ENUNCIADO DA TAREFA: Transcreva integralmente, sem qualquer alteração, o trecho do artigo de opinião sobre a monitorização digital da população que começa em "A Europa acolheu" e termina em "e a Noruega.".

EXCERTO DO DOCUMENTO:
========================

Opinião
As lições que não deveremos esquecer…
O fim do estado de emergência fez renascer a esperança de retorno à normalidade possível.
O fim do estado de emergência fez renascer a esperança de retorno à normalidade possível. Multiplicam-se as aguardadas notícias de que estamos a vencer, em conjunto, a batalha contra a pandemia. Assistimos, a cada dia, ao aumento da atividade social e económica. Pesem embora as boas notícias, vão-se multiplicando de forma persistente as referências à utilização de mecanismos de monitorização digital da população.
A Europa acolheu de forma sobranceira os relatos relativos às medidas implementadas na China, Coreia do Sul ou em Singapura. A distância cultural, física e no caso da China, política, fizeram-nos duvidar que as mesmas pudessem chegar à Europa e desvalorizar na nossa vida em sociedade. Contudo e de forma inexorável a implementação de medidas análogas na Europa surgiu pela primeira vez em março, na Polónia, tendo-se seguido a Alemanha, a Áustria e a Noruega.
França, historicamente resistente à implementação de medidas restritivas dos direitos fundamentais, parece ter também aderido ao movimento, quando o Presidente Emmanuel Macron anunciou estar ponderar a implementação de uma aplicação para localizar pessoas infetadas, controlando os seus movimentos e alertando os restantes da sua proximidade.
Em Portugal, o primeiro-ministro, António Costa, admitiu, em recente entrevista, a possibilidade da Direção-Geral da Saúde ter acesso a uma ferramenta de identificação de contactos (contact tracing). Subsequentemente, a Fundação para a Ciência e Tecnologia apresentou o projeto "monitor4COVID19", o qual constitui uma aplicação para telemóvel que permitirá o envio de alertas caso um individuo tenha estado em contacto com alguém infetado com a Covid-19. À semelhança da pandemia, as tecnologias de controlo digital da população parecem mesmo ter vindo para ficar.
O Comité Europeu para a Proteção de Dados tem vindo a desempenhar uma importante tarefa ao definir os critérios que deverão presidir ao desenvolvimento e funcionamento das ferramentas de monitorização digital. Na sua orientação de abril de 2020, realçou o facto de todas as tecnologias possuírem limitações técnicas e funcionais intrínsecas, motivo pelo qual deverão ser sempre consideradas como meios auxiliares e não soluções em si mesmo. Sublinhou, ainda, que não deverá ser necessário escolher entre uma resposta eficiente à crise atual e a proteção dos direitos fundamentais, pois ambos poderão ser alcançados.
As opções que o Governo terá de efetuar afetarão seguramente a vida em sociedade de forma persistente e duradoura. Deverão ser observados, de forma rigorosa e competente, os riscos resultantes da implementação de tecnologias que recolhem dados pessoais de forma massiva e permanente. Igualmente deverão ser implementados os mecanismos técnicos e organizativos necessários à adequada proteção da privacidade e da reserva da vida privada dos portugueses. A privacidade é essencial para garantir a confiança. E as medidas deverão privilegiar a capacitação no combate ao contexto pandémico, em detrimento do controlo, estigmatização ou repressão.
A polémica referente à medição da temperatura dos trabalhadores, que tem vindo a opor Governo e CNPD, deverá constituir um importante alerta para a necessidade de não se cometerem erros e se privilegiarem soluções concertadas. Em momento algum nos poderemos abstrair de que a utilização de tecnologias de monitorização, conquanto importantes para controlo da propagação do vírus, potencia a erosão dos direitos fundamentais e propicia a criação de condições funcionais para um efetivo controlo permanente da população.
O dilema exposto por George Orwell na sua obra distópica 1984 parece, hoje, mais atual que nunca. Abraçaremos a visão utópica de que as tecnologias apenas nos vão permitir viver melhor e responder às ameaças que enfrentamos ou, ao invés, consideraremos que constituirão elementos da "arquitetura de opressão" nas palavras de Edward Snowden.

========================

DADOS FORNECIDOS:

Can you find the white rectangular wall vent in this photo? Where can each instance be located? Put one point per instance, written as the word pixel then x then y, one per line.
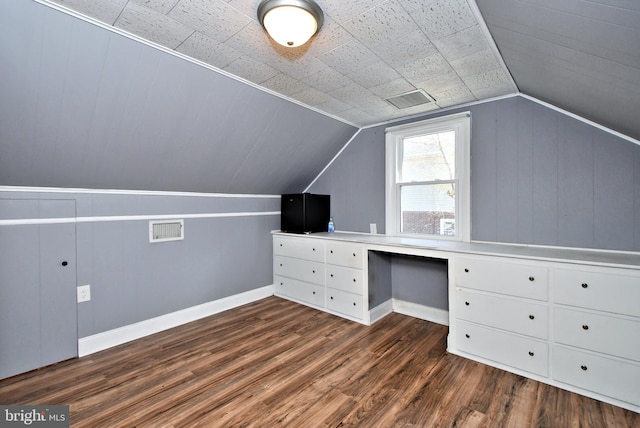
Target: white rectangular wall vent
pixel 170 230
pixel 410 99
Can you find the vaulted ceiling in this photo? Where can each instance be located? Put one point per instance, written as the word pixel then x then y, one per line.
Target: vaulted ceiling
pixel 366 51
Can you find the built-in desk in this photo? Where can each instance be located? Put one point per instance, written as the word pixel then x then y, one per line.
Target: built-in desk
pixel 569 318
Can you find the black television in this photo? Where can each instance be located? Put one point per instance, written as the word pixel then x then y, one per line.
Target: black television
pixel 304 213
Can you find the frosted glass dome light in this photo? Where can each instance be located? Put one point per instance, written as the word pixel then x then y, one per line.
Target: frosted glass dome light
pixel 290 23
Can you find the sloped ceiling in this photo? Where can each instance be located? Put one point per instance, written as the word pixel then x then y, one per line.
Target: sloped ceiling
pixel 580 55
pixel 366 51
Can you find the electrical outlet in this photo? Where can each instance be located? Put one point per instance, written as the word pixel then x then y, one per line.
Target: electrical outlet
pixel 84 293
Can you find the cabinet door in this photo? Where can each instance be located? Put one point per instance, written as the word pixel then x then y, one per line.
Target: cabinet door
pixel 38 321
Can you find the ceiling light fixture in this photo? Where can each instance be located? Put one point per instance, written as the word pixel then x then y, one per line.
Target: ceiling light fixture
pixel 290 22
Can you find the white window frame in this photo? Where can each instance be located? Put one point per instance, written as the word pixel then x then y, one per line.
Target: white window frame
pixel 461 124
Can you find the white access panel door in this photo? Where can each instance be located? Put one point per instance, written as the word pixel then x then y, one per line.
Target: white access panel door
pixel 38 309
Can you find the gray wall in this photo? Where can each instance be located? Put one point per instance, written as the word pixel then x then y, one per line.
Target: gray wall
pixel 133 280
pixel 537 177
pixel 82 106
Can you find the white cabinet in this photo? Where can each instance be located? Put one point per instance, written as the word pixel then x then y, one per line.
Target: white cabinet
pixel 322 273
pixel 596 331
pixel 501 313
pixel 569 318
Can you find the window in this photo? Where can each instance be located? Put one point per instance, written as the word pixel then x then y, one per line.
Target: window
pixel 427 178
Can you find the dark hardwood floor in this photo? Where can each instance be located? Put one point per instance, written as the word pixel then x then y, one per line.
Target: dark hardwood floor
pixel 276 363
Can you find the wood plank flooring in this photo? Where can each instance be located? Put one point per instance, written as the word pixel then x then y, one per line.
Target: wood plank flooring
pixel 276 363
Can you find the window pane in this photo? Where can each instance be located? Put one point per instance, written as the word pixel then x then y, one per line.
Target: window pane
pixel 428 209
pixel 428 157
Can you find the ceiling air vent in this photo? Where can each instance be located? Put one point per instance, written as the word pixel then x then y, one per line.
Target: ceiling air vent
pixel 161 231
pixel 410 99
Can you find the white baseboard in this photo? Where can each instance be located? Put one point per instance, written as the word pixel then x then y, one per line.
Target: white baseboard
pixel 438 316
pixel 101 341
pixel 380 311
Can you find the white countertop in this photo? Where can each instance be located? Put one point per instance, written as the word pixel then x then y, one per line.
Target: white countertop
pixel 629 260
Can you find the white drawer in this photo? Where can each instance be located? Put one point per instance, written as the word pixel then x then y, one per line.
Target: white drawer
pixel 516 351
pixel 517 316
pixel 346 279
pixel 345 303
pixel 598 332
pixel 299 269
pixel 606 376
pixel 343 254
pixel 515 279
pixel 598 290
pixel 299 247
pixel 300 291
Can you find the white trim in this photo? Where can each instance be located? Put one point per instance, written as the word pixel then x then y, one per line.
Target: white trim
pixel 427 313
pixel 96 219
pixel 132 192
pixel 380 311
pixel 101 341
pixel 331 161
pixel 149 43
pixel 581 119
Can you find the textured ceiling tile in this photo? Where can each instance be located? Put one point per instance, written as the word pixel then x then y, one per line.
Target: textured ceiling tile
pixel 475 63
pixel 453 96
pixel 208 50
pixel 297 67
pixel 327 80
pixel 440 82
pixel 250 69
pixel 311 96
pixel 462 43
pixel 330 36
pixel 152 25
pixel 386 22
pixel 399 52
pixel 494 91
pixel 349 58
pixel 495 77
pixel 253 40
pixel 440 18
pixel 374 75
pixel 161 6
pixel 425 68
pixel 215 18
pixel 284 84
pixel 105 11
pixel 334 106
pixel 344 10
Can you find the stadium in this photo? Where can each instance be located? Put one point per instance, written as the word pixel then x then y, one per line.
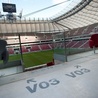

========================

RESPOSTA:
A Europa acolheu de forma sobranceira os relatos relativos às medidas implementadas na China, Coreia do Sul ou em Singapura. A distância cultural, física e no caso da China, política, fizeram-nos duvidar que as mesmas pudessem chegar à Europa e desvalorizar na nossa vida em sociedade. Contudo e de forma inexorável a implementação de medidas análogas na Europa surgiu pela primeira vez em março, na Polónia, tendo-se seguido a Alemanha, a Áustria e a Noruega.